== Raw data ==

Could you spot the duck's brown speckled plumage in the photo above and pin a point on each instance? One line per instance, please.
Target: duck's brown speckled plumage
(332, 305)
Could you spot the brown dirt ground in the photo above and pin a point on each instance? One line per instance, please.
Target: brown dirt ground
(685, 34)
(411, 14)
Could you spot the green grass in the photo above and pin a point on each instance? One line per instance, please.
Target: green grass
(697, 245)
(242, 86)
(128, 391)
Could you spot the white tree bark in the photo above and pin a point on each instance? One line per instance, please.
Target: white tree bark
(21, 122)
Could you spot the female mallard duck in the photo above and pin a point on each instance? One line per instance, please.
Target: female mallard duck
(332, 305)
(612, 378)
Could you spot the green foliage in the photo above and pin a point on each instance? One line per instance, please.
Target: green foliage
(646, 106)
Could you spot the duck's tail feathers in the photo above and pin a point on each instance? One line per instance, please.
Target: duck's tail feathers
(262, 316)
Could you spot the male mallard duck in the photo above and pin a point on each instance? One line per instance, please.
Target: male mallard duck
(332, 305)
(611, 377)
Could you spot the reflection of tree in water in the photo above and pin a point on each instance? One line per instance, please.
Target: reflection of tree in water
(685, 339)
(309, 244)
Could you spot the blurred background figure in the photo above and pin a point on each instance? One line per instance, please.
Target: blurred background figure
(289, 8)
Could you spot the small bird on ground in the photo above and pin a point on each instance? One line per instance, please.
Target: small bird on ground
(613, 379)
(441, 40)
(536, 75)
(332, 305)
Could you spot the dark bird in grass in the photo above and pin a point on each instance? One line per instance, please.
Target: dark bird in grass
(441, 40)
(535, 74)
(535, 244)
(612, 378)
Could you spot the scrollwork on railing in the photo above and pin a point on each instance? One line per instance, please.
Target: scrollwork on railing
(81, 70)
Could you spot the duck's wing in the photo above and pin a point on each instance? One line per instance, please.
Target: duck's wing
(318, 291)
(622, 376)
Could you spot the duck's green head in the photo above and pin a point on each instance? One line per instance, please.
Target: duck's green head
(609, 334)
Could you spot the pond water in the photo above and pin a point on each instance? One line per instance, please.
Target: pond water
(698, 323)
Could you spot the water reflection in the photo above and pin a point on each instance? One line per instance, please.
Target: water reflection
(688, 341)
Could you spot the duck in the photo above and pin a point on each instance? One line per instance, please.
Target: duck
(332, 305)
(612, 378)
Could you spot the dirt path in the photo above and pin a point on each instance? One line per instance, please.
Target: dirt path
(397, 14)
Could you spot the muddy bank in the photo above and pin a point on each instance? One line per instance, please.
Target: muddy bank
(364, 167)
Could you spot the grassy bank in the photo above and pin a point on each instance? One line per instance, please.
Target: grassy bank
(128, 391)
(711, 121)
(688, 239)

===

Task brief: Return each line above precisely as written.

The completed task:
Could you spot the duck's brown speckled plumage in the photo above and pin a point on each instance? One line per instance, please.
Target: duck's brown speckled plumage
(332, 305)
Could you spot the brown dirt ground in the photo above and pin a point on each instance? One line per instance, please.
Target: brown dirt ground
(685, 34)
(411, 14)
Could you spot the green grass in the photo above and pin a point on each instance? One line per instance, please.
Target: green grass
(697, 245)
(242, 86)
(128, 391)
Could you spot the white tree bark in the photo above and pin a point on each instance? One line per instance, please.
Target: white tree bark
(21, 122)
Could you spot the female mallard duck in the photo above and pin a point on each instance? One line per instance, please.
Target: female mallard duck
(332, 305)
(612, 378)
Could you spot the green foliage in the photo above and pin a point on each instance? One line per instance, please.
Target: green foliage
(646, 106)
Could you spot the duck's tail feathers in the photo above and pin a point on each instance? One line per instance, please.
Target: duck's tail feathers
(262, 316)
Could you spot the male mallard duck in the photo above and pin a point on each instance? One line per instance, please.
Target: male mallard duck
(332, 305)
(611, 377)
Could you spot the reflection of tree in water in the photo above and pin a point on each instance? One line per instance, please.
Target: reflection of tree in water
(685, 339)
(309, 244)
Could you spot the blurred background figure in the photo above and pin a point on each instance? One line per instance, please.
Target: blurred background figure
(289, 8)
Could you spot the small bird on ground in the photo above and pin a point on each instance? One line per instance, please.
Target: small bird on ground
(613, 379)
(441, 40)
(536, 75)
(332, 305)
Could you spot the dark bird in grass in the photo above and pin a point on each instance? One line per instance, please.
Target: dark bird in grass
(441, 40)
(535, 74)
(535, 244)
(612, 378)
Could you spot the scrollwork on railing in the photo above and pin a point on each instance? One line per instance, please.
Target: scrollwork on railing
(81, 70)
Could you spot the duck's wing in the photo above and pin a point on each instance? One line per instance, please.
Target: duck's wing
(318, 291)
(622, 376)
Could you spot the duck's green head in the photo above and pin a point on each instance? One line per instance, please.
Target: duck's green head
(609, 334)
Could you spot the pond water in the photo above and pin a point on each instance? One line per instance, please.
Target: pond water
(698, 323)
Could you spot the water reflection in the photo above and pin a point on each instance? One line per instance, please.
Target: water reflection
(688, 341)
Could you spot the duck in the photo above and pin a point on each instance? One line per instance, please.
Target: duck
(332, 305)
(612, 378)
Could you spot the dirt path in the photo above and pin a point on each instance? One line per instance, please.
Target: dirt path
(397, 14)
Could you spot the muddy bank in the photo above and pin a point on each instance? One line per instance, please.
Target: muddy bank
(364, 167)
Could you spot the grassy bank in the photo above and pin a point on each instance? One line per instance, please.
Target: grassy bank
(128, 391)
(711, 121)
(688, 239)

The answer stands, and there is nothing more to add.